▸ Direction: Convert every line of the rows below into a JSON list of strings, one string per line, with blank lines omitted. Leave the pictures out of the answer.

▼

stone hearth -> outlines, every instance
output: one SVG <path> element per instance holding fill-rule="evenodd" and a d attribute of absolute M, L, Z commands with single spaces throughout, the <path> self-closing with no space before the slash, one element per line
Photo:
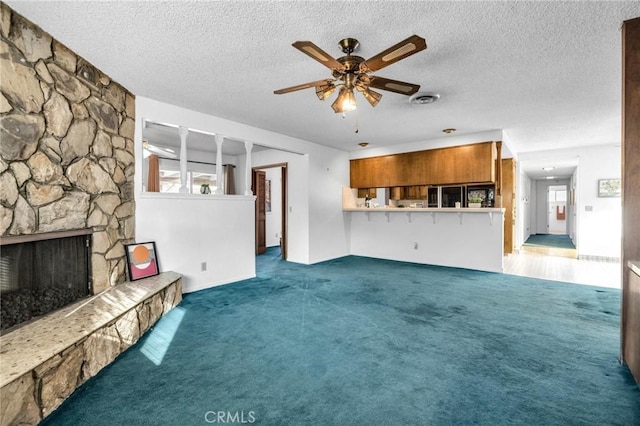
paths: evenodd
<path fill-rule="evenodd" d="M 2 336 L 2 424 L 37 424 L 181 300 L 181 276 L 165 272 L 112 287 Z"/>

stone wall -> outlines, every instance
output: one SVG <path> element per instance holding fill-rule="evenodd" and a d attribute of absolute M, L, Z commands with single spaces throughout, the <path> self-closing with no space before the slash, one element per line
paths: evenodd
<path fill-rule="evenodd" d="M 134 96 L 0 3 L 0 235 L 93 228 L 98 293 L 135 238 Z"/>

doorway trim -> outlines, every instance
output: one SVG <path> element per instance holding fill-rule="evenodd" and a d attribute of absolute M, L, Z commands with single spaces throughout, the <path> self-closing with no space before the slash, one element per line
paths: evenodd
<path fill-rule="evenodd" d="M 265 169 L 275 169 L 275 168 L 280 168 L 282 171 L 282 178 L 280 179 L 280 188 L 282 191 L 282 236 L 281 236 L 281 243 L 280 243 L 280 255 L 282 256 L 282 260 L 287 260 L 287 247 L 288 247 L 288 204 L 289 204 L 289 196 L 288 196 L 288 166 L 289 163 L 274 163 L 274 164 L 267 164 L 264 166 L 254 166 L 251 167 L 251 176 L 253 178 L 253 176 L 255 175 L 255 172 L 258 170 L 265 170 Z M 257 201 L 256 201 L 257 202 Z M 258 232 L 256 230 L 256 242 L 258 239 Z"/>

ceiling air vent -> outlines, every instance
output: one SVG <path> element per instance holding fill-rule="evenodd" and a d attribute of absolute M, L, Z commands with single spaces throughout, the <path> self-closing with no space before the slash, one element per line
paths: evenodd
<path fill-rule="evenodd" d="M 437 93 L 418 92 L 415 95 L 411 96 L 411 98 L 409 98 L 409 102 L 411 102 L 412 104 L 426 105 L 432 104 L 438 99 L 440 99 L 440 95 Z"/>

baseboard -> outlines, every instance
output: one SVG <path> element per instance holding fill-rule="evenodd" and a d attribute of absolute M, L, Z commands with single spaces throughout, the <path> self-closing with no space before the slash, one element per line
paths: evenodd
<path fill-rule="evenodd" d="M 578 260 L 589 260 L 591 262 L 609 262 L 609 263 L 620 263 L 619 257 L 608 257 L 608 256 L 592 256 L 590 254 L 579 254 Z"/>

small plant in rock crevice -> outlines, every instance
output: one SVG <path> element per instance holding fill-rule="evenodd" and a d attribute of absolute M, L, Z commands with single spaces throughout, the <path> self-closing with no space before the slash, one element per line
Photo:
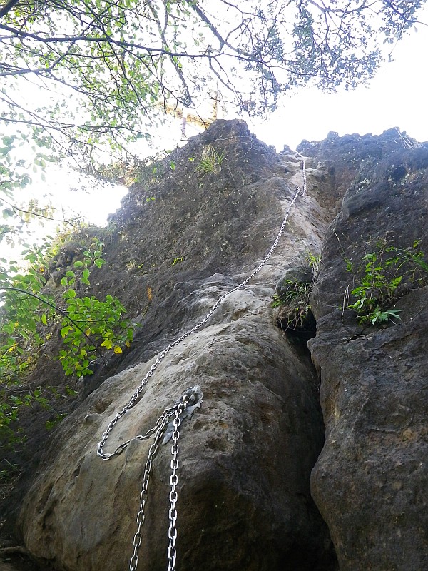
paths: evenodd
<path fill-rule="evenodd" d="M 198 173 L 213 173 L 214 174 L 219 174 L 225 158 L 224 151 L 219 152 L 214 147 L 210 146 L 204 148 L 202 158 L 198 159 L 198 163 L 195 170 Z"/>
<path fill-rule="evenodd" d="M 347 271 L 353 274 L 349 300 L 349 286 L 343 307 L 357 313 L 360 325 L 382 323 L 400 319 L 399 310 L 392 306 L 412 289 L 428 283 L 428 263 L 416 240 L 411 247 L 395 246 L 387 238 L 377 240 L 373 248 L 357 263 L 344 256 Z"/>
<path fill-rule="evenodd" d="M 279 321 L 285 320 L 287 330 L 306 329 L 308 321 L 310 320 L 310 316 L 312 317 L 310 298 L 314 281 L 320 270 L 321 256 L 307 251 L 305 257 L 305 262 L 310 268 L 310 271 L 305 271 L 307 276 L 307 280 L 303 281 L 306 276 L 300 280 L 297 276 L 292 277 L 292 275 L 290 278 L 284 279 L 284 293 L 274 294 L 270 304 L 272 308 L 279 309 L 277 319 Z M 312 326 L 311 324 L 310 327 Z"/>

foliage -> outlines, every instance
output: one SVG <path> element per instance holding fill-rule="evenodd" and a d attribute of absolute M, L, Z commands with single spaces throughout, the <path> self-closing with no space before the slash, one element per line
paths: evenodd
<path fill-rule="evenodd" d="M 352 88 L 422 4 L 9 0 L 0 119 L 89 164 L 99 146 L 127 148 L 163 110 L 196 108 L 210 89 L 254 114 L 310 83 Z"/>
<path fill-rule="evenodd" d="M 50 408 L 47 393 L 26 386 L 25 375 L 45 352 L 53 330 L 59 326 L 63 348 L 56 358 L 66 375 L 86 375 L 97 355 L 122 352 L 129 346 L 134 325 L 123 315 L 125 308 L 112 295 L 105 301 L 94 296 L 79 297 L 78 290 L 90 285 L 94 268 L 101 268 L 102 243 L 93 238 L 81 260 L 71 261 L 61 281 L 62 300 L 44 291 L 49 269 L 49 253 L 55 248 L 46 241 L 41 248 L 27 247 L 26 271 L 14 261 L 0 259 L 0 437 L 15 443 L 20 437 L 16 424 L 23 407 Z M 68 394 L 71 394 L 68 391 Z"/>
<path fill-rule="evenodd" d="M 347 271 L 354 275 L 351 295 L 356 301 L 346 305 L 357 312 L 360 325 L 400 319 L 399 310 L 391 306 L 409 289 L 427 282 L 428 263 L 419 249 L 419 241 L 411 248 L 399 248 L 386 238 L 378 240 L 366 251 L 357 266 L 345 258 Z"/>
<path fill-rule="evenodd" d="M 205 147 L 202 157 L 198 159 L 195 171 L 197 173 L 213 173 L 219 174 L 221 166 L 225 159 L 224 150 L 219 153 L 214 147 Z"/>
<path fill-rule="evenodd" d="M 285 284 L 290 286 L 287 293 L 282 295 L 274 294 L 270 306 L 280 308 L 280 316 L 287 317 L 288 328 L 302 328 L 310 311 L 312 283 L 285 280 Z"/>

▲

▸ Full response:
[
  "stone hearth -> outlines, every instance",
  "output: one SVG <path> element per instance holding fill-rule=\"evenodd\" and a d attribute of absolute M, L, Z commands with single spaces throughout, the <path> self-closing with no space before the slash, one element per line",
  "Photo:",
  "paths: evenodd",
  "<path fill-rule=\"evenodd\" d=\"M 2 336 L 2 424 L 37 424 L 181 300 L 181 276 L 165 272 L 112 287 Z\"/>",
  "stone wall -> outlines, every instance",
  "output: one SVG <path> element per instance holding fill-rule=\"evenodd\" and a d attribute of absolute M, L, Z commands with single spaces throughout, the <path> self-closing with no space before the slash, one element per line",
  "paths: evenodd",
  "<path fill-rule=\"evenodd\" d=\"M 134 96 L 0 3 L 0 235 L 93 228 L 98 293 L 135 238 Z\"/>",
  "doorway trim -> outlines, every instance",
  "output: one SVG <path> element per instance holding fill-rule=\"evenodd\" and a d attribute of absolute M, L, Z commands with single spaces throughout, the <path> self-closing with no space before the slash, one element per line",
  "paths: evenodd",
  "<path fill-rule=\"evenodd\" d=\"M 265 169 L 275 169 L 275 168 L 280 168 L 282 171 L 282 178 L 280 179 L 280 188 L 282 191 L 282 236 L 281 236 L 281 243 L 280 243 L 280 255 L 282 256 L 282 260 L 287 260 L 287 247 L 288 247 L 288 204 L 289 204 L 289 196 L 288 196 L 288 166 L 289 163 L 274 163 L 274 164 L 267 164 L 264 166 L 254 166 L 251 167 L 251 176 L 253 178 L 253 176 L 255 175 L 255 172 L 258 170 L 265 170 Z M 257 201 L 256 201 L 257 202 Z M 258 232 L 256 230 L 256 242 L 258 239 Z\"/>",
  "ceiling air vent -> outlines, every instance",
  "output: one SVG <path> element per instance holding fill-rule=\"evenodd\" and a d attribute of absolute M, L, Z commands with single spaces throughout, the <path> self-closing with no space before the slash, one element per line",
  "paths: evenodd",
  "<path fill-rule=\"evenodd\" d=\"M 437 93 L 418 92 L 415 95 L 411 96 L 411 98 L 409 98 L 409 102 L 411 102 L 412 104 L 426 105 L 432 104 L 438 99 L 440 99 L 440 95 Z\"/>",
  "baseboard -> outlines, every instance",
  "output: one SVG <path> element per instance holding fill-rule=\"evenodd\" and a d attribute of absolute M, L, Z commands with single spaces throughout, the <path> self-closing with no space before the slash, one element per line",
  "paths: evenodd",
  "<path fill-rule=\"evenodd\" d=\"M 578 260 L 589 260 L 591 262 L 609 262 L 609 263 L 620 263 L 619 257 L 608 257 L 608 256 L 592 256 L 590 254 L 579 254 Z\"/>",
  "small plant in rock crevice -> outlines, every instance",
  "output: one SVG <path> element per instance holding fill-rule=\"evenodd\" and a d attribute of absolute M, L, Z commands with single spaces throughout, the <path> self-closing with no space before the slash, one element per line",
  "Photo:",
  "paths: evenodd",
  "<path fill-rule=\"evenodd\" d=\"M 198 173 L 213 173 L 214 174 L 219 174 L 225 158 L 224 151 L 219 152 L 214 147 L 210 146 L 204 148 L 202 158 L 198 159 L 198 163 L 195 170 Z\"/>",
  "<path fill-rule=\"evenodd\" d=\"M 347 271 L 353 274 L 349 300 L 349 286 L 343 307 L 357 313 L 360 325 L 382 323 L 400 319 L 399 310 L 392 306 L 412 289 L 428 283 L 428 263 L 416 240 L 411 247 L 395 246 L 387 238 L 377 240 L 373 248 L 357 263 L 344 256 Z\"/>",
  "<path fill-rule=\"evenodd\" d=\"M 279 321 L 285 320 L 287 330 L 306 329 L 308 321 L 310 320 L 310 316 L 312 317 L 310 298 L 314 281 L 320 270 L 321 256 L 307 251 L 305 257 L 305 262 L 310 268 L 310 271 L 305 271 L 307 276 L 307 280 L 303 281 L 306 276 L 300 280 L 297 276 L 292 277 L 292 275 L 290 278 L 284 279 L 284 293 L 274 294 L 270 304 L 272 308 L 279 309 L 277 319 Z M 312 326 L 311 324 L 310 327 Z\"/>",
  "foliage -> outlines, every instance",
  "output: one SVG <path> element per instance holding fill-rule=\"evenodd\" and a d attribute of absolute M, L, Z commands with single spaces throughout, the <path> self-closing with no space before the slash, one element per line",
  "paths: evenodd",
  "<path fill-rule=\"evenodd\" d=\"M 352 88 L 422 4 L 9 0 L 0 119 L 89 164 L 99 146 L 127 148 L 163 110 L 196 108 L 210 89 L 254 114 L 310 83 Z\"/>",
  "<path fill-rule=\"evenodd\" d=\"M 50 408 L 47 393 L 26 386 L 25 375 L 45 352 L 53 330 L 59 326 L 63 348 L 56 358 L 66 375 L 86 375 L 97 355 L 122 352 L 129 346 L 134 325 L 123 315 L 125 308 L 112 295 L 105 301 L 94 296 L 79 297 L 78 290 L 90 285 L 94 268 L 101 268 L 102 243 L 93 238 L 81 260 L 71 261 L 61 281 L 62 300 L 44 291 L 49 269 L 49 253 L 55 248 L 46 241 L 41 248 L 27 247 L 26 271 L 14 261 L 0 259 L 0 437 L 15 443 L 20 437 L 16 424 L 23 407 Z M 68 394 L 71 394 L 68 391 Z\"/>",
  "<path fill-rule=\"evenodd\" d=\"M 347 271 L 354 275 L 351 295 L 356 301 L 346 305 L 357 312 L 360 325 L 400 319 L 399 310 L 391 306 L 409 289 L 427 282 L 428 263 L 419 249 L 419 241 L 411 248 L 399 248 L 386 238 L 378 240 L 366 251 L 357 266 L 345 258 Z\"/>",
  "<path fill-rule=\"evenodd\" d=\"M 205 147 L 202 157 L 198 159 L 195 171 L 197 173 L 213 173 L 219 174 L 221 166 L 225 159 L 224 150 L 219 153 L 214 147 Z\"/>",
  "<path fill-rule=\"evenodd\" d=\"M 285 284 L 290 286 L 287 293 L 282 295 L 274 294 L 270 306 L 280 308 L 280 316 L 287 317 L 288 328 L 302 328 L 310 311 L 312 283 L 285 280 Z\"/>"
]